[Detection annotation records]
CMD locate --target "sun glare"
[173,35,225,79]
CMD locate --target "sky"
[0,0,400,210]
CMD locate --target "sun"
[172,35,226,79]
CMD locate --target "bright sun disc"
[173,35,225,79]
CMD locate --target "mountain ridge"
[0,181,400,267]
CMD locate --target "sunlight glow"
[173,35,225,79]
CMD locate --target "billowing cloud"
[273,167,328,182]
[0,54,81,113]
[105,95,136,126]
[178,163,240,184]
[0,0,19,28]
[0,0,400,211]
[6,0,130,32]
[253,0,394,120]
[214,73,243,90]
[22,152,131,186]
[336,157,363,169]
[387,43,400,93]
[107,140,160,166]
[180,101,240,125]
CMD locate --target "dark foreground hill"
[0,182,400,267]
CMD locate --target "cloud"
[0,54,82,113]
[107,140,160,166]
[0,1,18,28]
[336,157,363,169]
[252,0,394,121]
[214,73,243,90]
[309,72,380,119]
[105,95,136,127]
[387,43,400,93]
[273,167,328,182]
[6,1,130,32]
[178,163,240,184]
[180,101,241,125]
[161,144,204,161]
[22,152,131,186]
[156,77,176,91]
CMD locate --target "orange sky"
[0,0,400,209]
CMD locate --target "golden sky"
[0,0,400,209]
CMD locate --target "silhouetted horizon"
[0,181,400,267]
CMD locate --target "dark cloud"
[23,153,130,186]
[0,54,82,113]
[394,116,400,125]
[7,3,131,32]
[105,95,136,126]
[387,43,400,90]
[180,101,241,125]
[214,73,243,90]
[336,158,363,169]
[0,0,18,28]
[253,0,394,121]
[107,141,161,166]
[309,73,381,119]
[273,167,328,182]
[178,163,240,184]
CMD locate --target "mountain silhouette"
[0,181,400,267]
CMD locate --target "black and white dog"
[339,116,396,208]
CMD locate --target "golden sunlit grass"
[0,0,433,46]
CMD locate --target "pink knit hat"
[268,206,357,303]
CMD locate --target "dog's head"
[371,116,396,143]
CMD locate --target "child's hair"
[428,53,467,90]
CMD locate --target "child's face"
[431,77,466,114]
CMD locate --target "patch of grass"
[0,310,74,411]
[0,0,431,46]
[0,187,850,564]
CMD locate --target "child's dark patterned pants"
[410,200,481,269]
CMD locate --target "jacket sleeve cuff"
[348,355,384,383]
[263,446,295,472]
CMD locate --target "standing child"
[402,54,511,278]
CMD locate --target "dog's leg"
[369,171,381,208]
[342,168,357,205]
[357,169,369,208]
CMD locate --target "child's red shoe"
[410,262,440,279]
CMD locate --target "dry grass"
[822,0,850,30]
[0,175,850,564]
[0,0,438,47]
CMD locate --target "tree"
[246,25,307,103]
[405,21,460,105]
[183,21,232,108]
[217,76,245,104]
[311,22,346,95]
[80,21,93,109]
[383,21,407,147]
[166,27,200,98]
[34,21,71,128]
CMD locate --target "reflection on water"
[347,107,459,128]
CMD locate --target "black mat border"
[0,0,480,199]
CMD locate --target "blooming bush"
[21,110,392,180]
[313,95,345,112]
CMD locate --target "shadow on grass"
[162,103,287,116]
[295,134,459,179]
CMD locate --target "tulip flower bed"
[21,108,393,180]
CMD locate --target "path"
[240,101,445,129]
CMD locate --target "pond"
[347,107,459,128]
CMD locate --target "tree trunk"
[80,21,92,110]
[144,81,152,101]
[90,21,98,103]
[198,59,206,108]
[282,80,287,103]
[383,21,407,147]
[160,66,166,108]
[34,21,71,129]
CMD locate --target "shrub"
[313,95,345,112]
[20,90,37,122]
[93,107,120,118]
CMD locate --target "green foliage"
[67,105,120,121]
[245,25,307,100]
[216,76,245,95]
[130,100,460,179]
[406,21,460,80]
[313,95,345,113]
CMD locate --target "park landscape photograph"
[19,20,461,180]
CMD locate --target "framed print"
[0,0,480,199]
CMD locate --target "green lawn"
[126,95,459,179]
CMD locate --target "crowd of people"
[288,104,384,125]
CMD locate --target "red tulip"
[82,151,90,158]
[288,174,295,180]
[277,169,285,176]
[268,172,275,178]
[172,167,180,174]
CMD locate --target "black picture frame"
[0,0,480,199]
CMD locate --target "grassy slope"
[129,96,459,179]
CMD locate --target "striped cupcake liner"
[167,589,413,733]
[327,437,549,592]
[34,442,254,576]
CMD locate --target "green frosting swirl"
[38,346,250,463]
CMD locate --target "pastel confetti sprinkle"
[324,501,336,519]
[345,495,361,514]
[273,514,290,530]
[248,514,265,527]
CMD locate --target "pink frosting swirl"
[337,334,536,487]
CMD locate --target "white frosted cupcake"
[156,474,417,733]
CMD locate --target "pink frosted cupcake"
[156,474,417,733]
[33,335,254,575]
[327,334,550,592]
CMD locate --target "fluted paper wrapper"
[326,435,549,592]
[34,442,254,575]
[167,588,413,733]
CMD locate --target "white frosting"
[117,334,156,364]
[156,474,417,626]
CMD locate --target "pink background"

**Given request:** Pull every line of the material above and reproduce each one unchanged, in the same order.

**Answer for this exercise:**
CMD locate --target "sun glare"
[173,35,225,79]
CMD locate --target "sky"
[0,0,400,210]
CMD locate --target "sun"
[172,35,226,79]
CMD locate --target "bright sun disc"
[173,35,225,79]
CMD locate --target "mountain ridge"
[0,181,400,267]
CMD locate --target "sunlight glow"
[173,35,225,79]
CMD locate --target "billowing cloud"
[273,167,328,182]
[0,54,81,113]
[105,95,136,126]
[178,163,240,184]
[0,0,19,28]
[0,0,400,211]
[6,0,130,32]
[253,0,394,120]
[214,73,243,90]
[22,152,131,186]
[336,157,363,169]
[387,43,400,93]
[107,140,160,166]
[180,101,240,125]
CMD locate --target "dark foreground hill"
[0,182,400,267]
CMD locate --target "cloud"
[0,54,82,113]
[107,140,160,166]
[0,1,18,28]
[336,157,363,169]
[252,0,394,121]
[214,73,243,90]
[309,72,380,119]
[105,95,136,127]
[387,43,400,93]
[273,167,328,182]
[6,1,130,32]
[178,163,240,184]
[180,101,241,125]
[161,144,204,161]
[22,152,131,186]
[156,77,176,91]
CMD locate --target "orange sky"
[0,0,400,209]
CMD locate --target "golden sky"
[0,0,400,209]
CMD locate --target "silhouetted horizon"
[0,181,400,267]
CMD locate --target "dark cloud"
[23,153,130,186]
[0,54,82,113]
[394,116,400,125]
[7,3,131,32]
[105,95,136,126]
[387,43,400,90]
[180,101,241,125]
[214,73,243,90]
[336,158,363,169]
[0,0,18,28]
[253,0,394,121]
[107,141,161,166]
[309,73,381,119]
[273,167,328,182]
[178,163,240,184]
CMD locate --target "mountain silhouette"
[0,181,400,267]
CMD locate --target "black and white dog"
[339,116,396,208]
CMD locate --target "golden sunlit grass"
[0,0,433,46]
CMD locate --target "pink knit hat"
[268,206,357,303]
CMD locate --target "dog's head"
[371,116,396,143]
CMD locate --target "child's hair"
[428,53,467,90]
CMD locate --target "child's face"
[431,77,466,114]
CMD locate --target "patch of grass"
[0,310,74,411]
[0,0,431,46]
[0,187,850,564]
CMD locate --target "child's dark patterned pants"
[410,200,481,269]
CMD locate --target "jacket sleeve cuff"
[348,355,384,383]
[263,446,295,472]
CMD locate --target "standing child"
[402,54,511,278]
CMD locate --target "dog's leg"
[369,171,381,208]
[342,168,357,205]
[357,169,369,208]
CMD locate --target "child's red shoe"
[410,262,440,279]
CMD locate --target "dry grass"
[822,0,850,30]
[0,175,850,564]
[0,0,438,47]
CMD locate --target "tree"
[246,25,307,103]
[405,21,460,105]
[183,21,232,108]
[217,76,245,104]
[311,22,346,95]
[80,21,93,109]
[383,21,407,147]
[166,27,200,98]
[34,21,71,128]
CMD locate --target "reflection on water"
[347,107,459,128]
CMD locate --target "black mat border"
[0,0,480,199]
CMD locate --target "blooming bush"
[21,110,392,180]
[313,95,345,112]
CMD locate --target "shadow on grass"
[162,103,287,116]
[295,134,459,179]
CMD locate --target "tulip flower bed"
[21,108,393,180]
CMD locate --target "path"
[240,101,445,129]
CMD locate --target "pond"
[347,107,459,128]
CMD locate --target "tree trunk"
[80,21,92,110]
[144,81,152,101]
[90,21,98,103]
[198,59,206,108]
[282,80,287,103]
[383,21,407,147]
[160,66,166,108]
[34,21,71,129]
CMD locate --target "shrub"
[313,95,345,112]
[20,90,37,122]
[93,107,120,118]
CMD locate --target "green foliage"
[67,105,120,121]
[245,25,307,100]
[216,76,245,95]
[130,100,460,179]
[406,21,460,80]
[313,95,345,113]
CMD locate --target "park landscape photograph"
[19,20,461,180]
CMD locate --target "framed print"
[0,0,480,199]
CMD locate --target "green lawn"
[126,95,459,179]
CMD locate --target "crowd of people"
[288,104,384,125]
CMD locate --target "red tulip"
[82,151,90,158]
[288,174,295,180]
[277,169,285,176]
[268,172,275,178]
[172,167,180,174]
CMD locate --target "black picture frame"
[0,0,480,199]
CMD locate --target "grassy slope"
[129,96,459,179]
CMD locate --target "striped cupcake liner"
[167,589,413,733]
[327,437,549,592]
[34,442,254,576]
CMD locate --target "green frosting swirl"
[38,346,250,463]
CMD locate --target "pastel confetti sprinkle"
[324,501,336,519]
[345,495,361,514]
[273,514,290,530]
[248,514,265,527]
CMD locate --target "pink frosting swirl"
[337,334,536,487]
CMD locate --target "white frosted cupcake"
[156,474,417,733]
CMD locate --target "pink frosted cupcake"
[156,474,417,733]
[33,335,254,575]
[327,334,550,592]
CMD locate --target "fluted paper wrapper"
[326,435,549,592]
[34,442,254,575]
[167,588,413,733]
CMD locate --target "white frosting"
[117,334,156,364]
[156,474,417,626]
CMD locate --target "pink background"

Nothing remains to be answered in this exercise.